Work required | Word for word, restate all the records; images are not part of the copy.

┌─ Supplied data

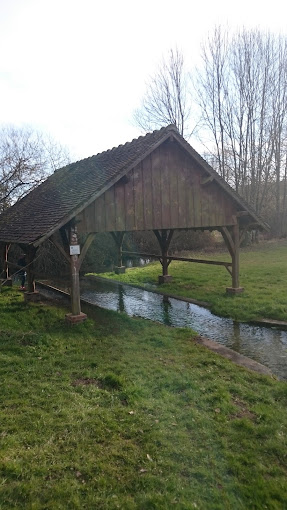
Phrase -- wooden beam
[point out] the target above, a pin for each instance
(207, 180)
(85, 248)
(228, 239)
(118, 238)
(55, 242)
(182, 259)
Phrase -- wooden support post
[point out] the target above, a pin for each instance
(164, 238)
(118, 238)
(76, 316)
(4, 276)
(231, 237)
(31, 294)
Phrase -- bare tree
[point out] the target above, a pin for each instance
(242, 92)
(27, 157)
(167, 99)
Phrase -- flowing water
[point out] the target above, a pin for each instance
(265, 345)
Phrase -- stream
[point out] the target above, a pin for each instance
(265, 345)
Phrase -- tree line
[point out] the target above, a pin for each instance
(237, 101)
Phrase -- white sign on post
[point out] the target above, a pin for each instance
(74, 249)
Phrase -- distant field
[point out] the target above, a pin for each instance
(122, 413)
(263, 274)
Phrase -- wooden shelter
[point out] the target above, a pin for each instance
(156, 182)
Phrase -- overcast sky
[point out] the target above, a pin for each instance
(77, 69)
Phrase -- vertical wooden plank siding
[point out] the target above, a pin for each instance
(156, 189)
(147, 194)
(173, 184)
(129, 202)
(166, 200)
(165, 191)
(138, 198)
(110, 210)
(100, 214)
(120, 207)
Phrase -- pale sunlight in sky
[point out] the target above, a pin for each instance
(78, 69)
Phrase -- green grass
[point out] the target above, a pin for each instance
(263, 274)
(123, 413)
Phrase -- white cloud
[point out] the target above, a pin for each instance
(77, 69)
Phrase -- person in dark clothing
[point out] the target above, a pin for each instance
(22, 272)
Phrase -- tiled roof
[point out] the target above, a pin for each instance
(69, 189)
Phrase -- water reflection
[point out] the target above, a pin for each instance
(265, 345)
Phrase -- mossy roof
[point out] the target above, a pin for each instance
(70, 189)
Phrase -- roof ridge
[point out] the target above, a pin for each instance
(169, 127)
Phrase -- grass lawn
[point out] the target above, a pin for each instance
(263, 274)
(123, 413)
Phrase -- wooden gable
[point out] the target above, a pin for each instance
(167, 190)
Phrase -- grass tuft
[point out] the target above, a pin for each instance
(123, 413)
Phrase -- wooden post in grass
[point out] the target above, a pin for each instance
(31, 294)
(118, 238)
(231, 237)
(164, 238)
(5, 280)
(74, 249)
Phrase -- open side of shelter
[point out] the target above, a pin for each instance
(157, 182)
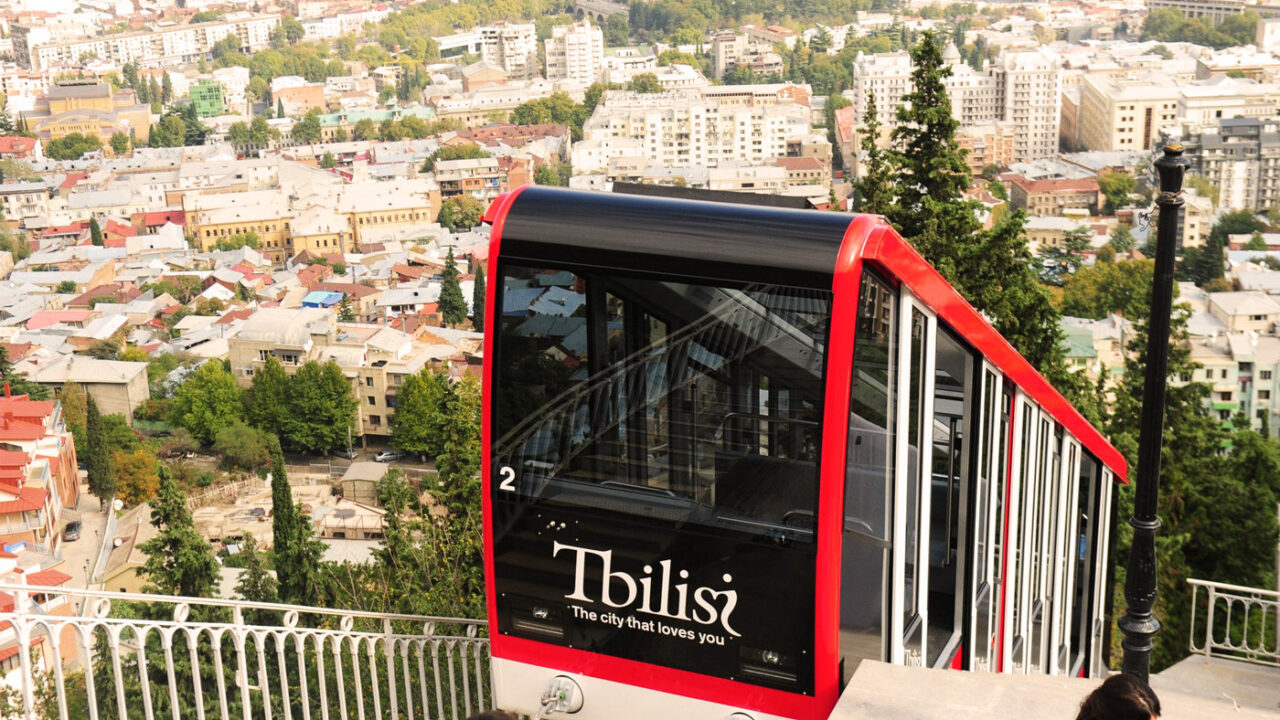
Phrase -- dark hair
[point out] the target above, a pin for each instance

└─

Result for this exercise |
Phrase -- wooden beam
[point out] the target above, a pin for each instance
(207, 180)
(85, 248)
(228, 239)
(118, 238)
(55, 242)
(182, 259)
Phrase -- wooden support post
[point out] the target above, a pin for each instance
(164, 238)
(118, 238)
(76, 316)
(4, 276)
(231, 237)
(31, 294)
Phrase -- bare tree
[point out] the target above, a pin for each instance
(242, 92)
(27, 157)
(167, 99)
Phrase -- flowing water
[point out] the target above, a pin for each instance
(265, 345)
Phrase -- stream
[point out] the target above, a pin for each instance
(265, 345)
Phrase -- tree line
[point out] the target above, a pin for each instance
(237, 101)
Phrase -- white sign on post
[point out] the target above, a pin for each instance
(74, 249)
Phrase -- distant field
[point out] the target above, a pin for each instance
(122, 413)
(263, 274)
Phrase -- wooden shelter
[point out] the target above, a pin for each instance
(156, 182)
Phrase -- overcast sky
[point out] the target above, a pin for each instance
(77, 69)
Phrase -- vertical wooden plank siding
[point out] the target above, a pin for each instance
(156, 189)
(147, 194)
(173, 184)
(129, 202)
(166, 200)
(165, 191)
(138, 198)
(110, 210)
(100, 214)
(120, 207)
Phrase -- pale sunlight in sky
[point out] the target above, a pin for each instance
(78, 69)
Phrase -- green grass
[point out] the target above, a pin for each instance
(263, 274)
(123, 413)
Phrase -- white cloud
[point out] the target above, a pin for each instance
(77, 69)
Phrase -- person in dark clothing
[point out] the target above, a pin for each instance
(22, 272)
Phrase -- tiled roof
[point out] the target above, a pin for each instance
(69, 189)
Phrase -- water reflection
[point out] the target above, a pin for each instance
(265, 345)
Phrase -- mossy roof
[point out] the target above, a pin for each instance
(70, 189)
Phrase -- roof ridge
[point out] the target above, a pin for each instance
(169, 127)
Phrase -- grass lawn
[point out] the target above, a pin for each instance
(263, 274)
(123, 413)
Phrase -- wooden gable
[point out] the target above, a pin for each instance
(167, 190)
Phrase -- grass tuft
[point out] the target above, a pin for each instance
(123, 413)
Phrase -- wooden post in grass
[point out] the target above, a pin for each instance
(31, 294)
(118, 238)
(231, 237)
(164, 238)
(5, 280)
(74, 249)
Phrase -- open side of shelter
[point out] the target above, a pin for each instance
(157, 182)
Phrase -- dark hair
[point out] the target above, a pin for each instance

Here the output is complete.